═════ Records provided ═════

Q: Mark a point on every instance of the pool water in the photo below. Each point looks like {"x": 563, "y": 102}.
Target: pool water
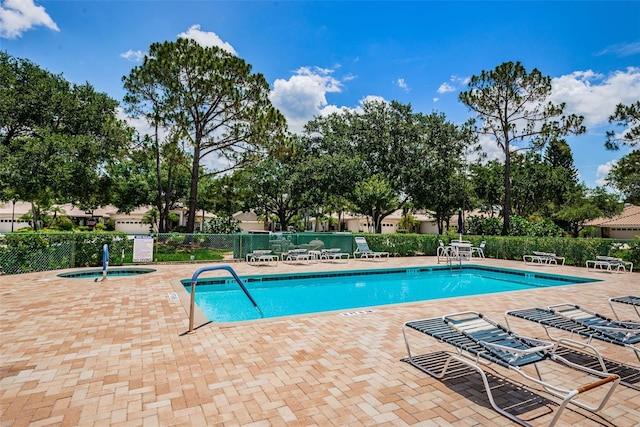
{"x": 222, "y": 300}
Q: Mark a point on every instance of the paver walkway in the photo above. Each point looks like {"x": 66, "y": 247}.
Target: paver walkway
{"x": 76, "y": 352}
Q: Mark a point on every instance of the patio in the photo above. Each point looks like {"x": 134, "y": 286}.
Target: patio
{"x": 77, "y": 352}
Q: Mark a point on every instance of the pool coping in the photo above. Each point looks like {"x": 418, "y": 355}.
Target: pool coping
{"x": 200, "y": 319}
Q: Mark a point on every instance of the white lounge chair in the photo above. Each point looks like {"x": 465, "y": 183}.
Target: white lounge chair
{"x": 543, "y": 258}
{"x": 607, "y": 263}
{"x": 480, "y": 341}
{"x": 479, "y": 250}
{"x": 364, "y": 251}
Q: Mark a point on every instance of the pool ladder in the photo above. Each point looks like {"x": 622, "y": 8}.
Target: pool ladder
{"x": 194, "y": 282}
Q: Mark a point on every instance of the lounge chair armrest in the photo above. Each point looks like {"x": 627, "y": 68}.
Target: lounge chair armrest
{"x": 546, "y": 346}
{"x": 598, "y": 383}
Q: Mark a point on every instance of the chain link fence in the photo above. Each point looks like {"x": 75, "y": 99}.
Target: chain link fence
{"x": 30, "y": 252}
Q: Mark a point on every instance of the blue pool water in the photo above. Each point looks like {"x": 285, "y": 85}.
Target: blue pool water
{"x": 222, "y": 300}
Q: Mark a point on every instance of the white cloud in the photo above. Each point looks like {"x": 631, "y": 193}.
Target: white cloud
{"x": 402, "y": 84}
{"x": 303, "y": 96}
{"x": 206, "y": 39}
{"x": 133, "y": 55}
{"x": 18, "y": 16}
{"x": 595, "y": 96}
{"x": 621, "y": 49}
{"x": 446, "y": 87}
{"x": 603, "y": 171}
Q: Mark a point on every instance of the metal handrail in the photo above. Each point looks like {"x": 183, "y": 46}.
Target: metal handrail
{"x": 194, "y": 282}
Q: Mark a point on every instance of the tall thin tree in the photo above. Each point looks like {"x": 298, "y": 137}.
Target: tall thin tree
{"x": 513, "y": 106}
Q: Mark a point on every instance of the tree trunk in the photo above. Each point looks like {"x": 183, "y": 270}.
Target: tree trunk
{"x": 193, "y": 192}
{"x": 506, "y": 208}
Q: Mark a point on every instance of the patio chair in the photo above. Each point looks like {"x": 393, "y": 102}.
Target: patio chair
{"x": 334, "y": 254}
{"x": 297, "y": 255}
{"x": 362, "y": 249}
{"x": 578, "y": 321}
{"x": 479, "y": 250}
{"x": 607, "y": 263}
{"x": 443, "y": 251}
{"x": 631, "y": 300}
{"x": 261, "y": 257}
{"x": 543, "y": 258}
{"x": 478, "y": 341}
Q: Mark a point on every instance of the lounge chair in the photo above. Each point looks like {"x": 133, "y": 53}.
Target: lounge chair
{"x": 297, "y": 255}
{"x": 479, "y": 340}
{"x": 461, "y": 251}
{"x": 479, "y": 250}
{"x": 362, "y": 249}
{"x": 443, "y": 251}
{"x": 631, "y": 300}
{"x": 260, "y": 257}
{"x": 334, "y": 254}
{"x": 543, "y": 258}
{"x": 607, "y": 263}
{"x": 581, "y": 322}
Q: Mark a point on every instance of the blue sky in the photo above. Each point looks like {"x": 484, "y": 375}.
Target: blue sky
{"x": 320, "y": 57}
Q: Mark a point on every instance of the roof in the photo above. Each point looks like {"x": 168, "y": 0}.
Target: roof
{"x": 630, "y": 217}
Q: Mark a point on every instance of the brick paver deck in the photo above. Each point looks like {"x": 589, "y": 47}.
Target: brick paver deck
{"x": 77, "y": 352}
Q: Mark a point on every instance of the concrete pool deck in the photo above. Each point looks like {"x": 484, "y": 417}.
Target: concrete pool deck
{"x": 78, "y": 352}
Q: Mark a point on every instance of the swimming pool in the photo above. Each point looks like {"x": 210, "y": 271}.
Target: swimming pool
{"x": 222, "y": 300}
{"x": 111, "y": 272}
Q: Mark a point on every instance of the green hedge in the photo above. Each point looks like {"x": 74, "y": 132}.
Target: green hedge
{"x": 26, "y": 252}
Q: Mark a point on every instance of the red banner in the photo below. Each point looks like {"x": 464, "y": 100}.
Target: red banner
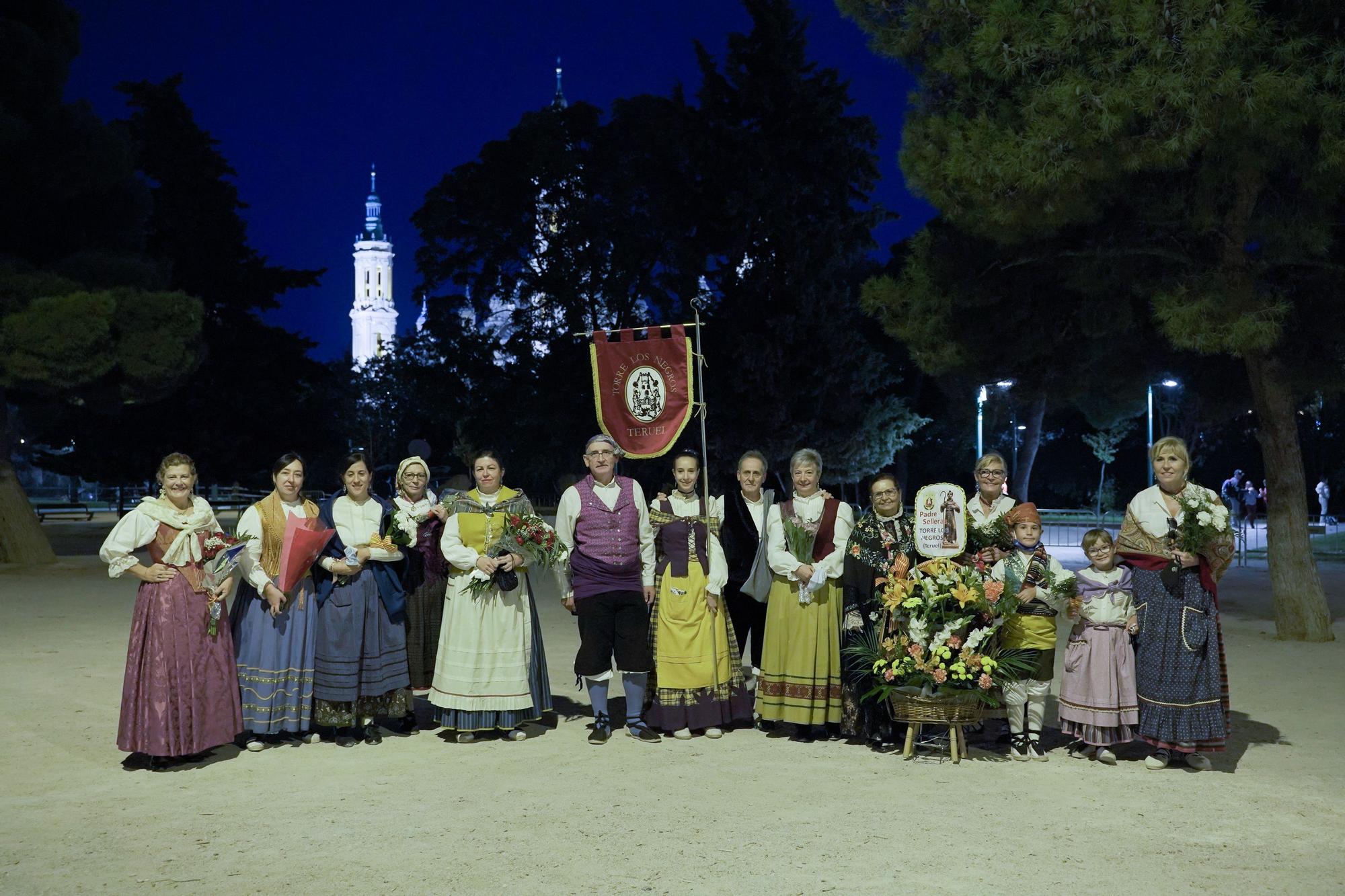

═════

(Job): Please set down the whole listing above word for word, leaving out the pictures.

(Result of the exercise):
Q: Mark a point on every instance of the pool water in the photo below. Each point looks like {"x": 563, "y": 102}.
Target: pool water
{"x": 222, "y": 300}
Q: Mark a point on every instance of the paver walkway in the photo above. Each point looks like {"x": 66, "y": 247}.
Target: paver walkway
{"x": 76, "y": 352}
Q: Mark a point on every instance of the patio in the photo above. Each point looks like {"x": 134, "y": 286}.
Target: patio
{"x": 77, "y": 352}
Q: Mark a point on every instance of the pool coping in the photo above. Each point looks like {"x": 418, "y": 355}.
Target: pool coping
{"x": 200, "y": 319}
Q: Mark a point on every instance of the white lounge chair in the photo above. Each point looks like {"x": 465, "y": 183}.
Target: white lounge chair
{"x": 543, "y": 258}
{"x": 607, "y": 263}
{"x": 480, "y": 341}
{"x": 479, "y": 250}
{"x": 364, "y": 251}
Q: Mark a point on every instance of the pool ladder in the photo above. Each point looks like {"x": 622, "y": 8}.
Target: pool ladder
{"x": 194, "y": 282}
Q: Mark a point on every instance of the lounge chair armrest in the photo above. Each point looks like {"x": 627, "y": 68}.
Target: lounge chair armrest
{"x": 546, "y": 346}
{"x": 598, "y": 383}
Q: Mark a point on every instance of the chain link fence in the photo above. Each point looks like {"x": 75, "y": 99}.
Target: chain link fence
{"x": 30, "y": 252}
Q: Mark a point on every instance of the blue pool water in the photo above. Each point looks like {"x": 285, "y": 85}.
Target: blue pool water
{"x": 222, "y": 300}
Q: Mark a point on every instance of the white cloud in the photo above. Each point looks like {"x": 631, "y": 193}.
Target: white cloud
{"x": 402, "y": 84}
{"x": 303, "y": 96}
{"x": 206, "y": 39}
{"x": 133, "y": 55}
{"x": 18, "y": 16}
{"x": 595, "y": 96}
{"x": 621, "y": 49}
{"x": 446, "y": 87}
{"x": 603, "y": 171}
Q: Mark a point on every instance of the metal handrail in the photo above. Each point looks like {"x": 183, "y": 46}.
Target: metal handrail
{"x": 194, "y": 282}
Q: Mark a point on every instance of the tall thin tree in the photo above. Each point looks like {"x": 298, "y": 137}.
Target: tall thin tree
{"x": 513, "y": 106}
Q: Mark a point on every instance of the tree trunk in the photo above. Each point looks like {"x": 183, "y": 270}.
Target: tree trunk
{"x": 193, "y": 192}
{"x": 506, "y": 208}
Q: Mark a point on every instance of the patio chair in the photo above. Each point looks like {"x": 393, "y": 102}.
Target: patio chair
{"x": 334, "y": 254}
{"x": 297, "y": 255}
{"x": 362, "y": 249}
{"x": 578, "y": 321}
{"x": 479, "y": 250}
{"x": 607, "y": 263}
{"x": 443, "y": 251}
{"x": 631, "y": 300}
{"x": 261, "y": 257}
{"x": 543, "y": 258}
{"x": 478, "y": 341}
Q: Mark a point on every instance of the lounge chair in the photo above. Each point looks like {"x": 133, "y": 53}.
Target: lounge chair
{"x": 297, "y": 255}
{"x": 479, "y": 340}
{"x": 461, "y": 251}
{"x": 479, "y": 250}
{"x": 362, "y": 249}
{"x": 443, "y": 251}
{"x": 631, "y": 300}
{"x": 260, "y": 257}
{"x": 334, "y": 254}
{"x": 543, "y": 258}
{"x": 607, "y": 263}
{"x": 581, "y": 322}
Q: Mark a point on every instance of the blue sky in the photo above. Each point looks like {"x": 484, "y": 375}.
Target: blue sky
{"x": 320, "y": 57}
Q: Mark a point on every instance of the roof in the photo above. Each point looks like {"x": 168, "y": 0}.
Target: roof
{"x": 630, "y": 217}
Q: Mark a point on every instance of the brick paver deck in the photo above. Each point looks like {"x": 589, "y": 47}.
Target: brick paver deck
{"x": 77, "y": 352}
Q: Mark a point on every instance of the concrete pool deck in the photo above. Each point looks like {"x": 484, "y": 417}.
Target: concrete pool deck
{"x": 78, "y": 352}
Q: Mark a point on every instance of the swimming pool in the photo above. Each point looks like {"x": 210, "y": 271}.
Target: swimming pool
{"x": 222, "y": 300}
{"x": 111, "y": 272}
Q: Mark a point on every instance of the green hedge in the photo above. Each point looks like {"x": 74, "y": 132}.
Target: green hedge
{"x": 26, "y": 252}
Q: Mark a point on every instance of the red banner in the photo below. Each point looks like {"x": 464, "y": 100}.
Target: red banner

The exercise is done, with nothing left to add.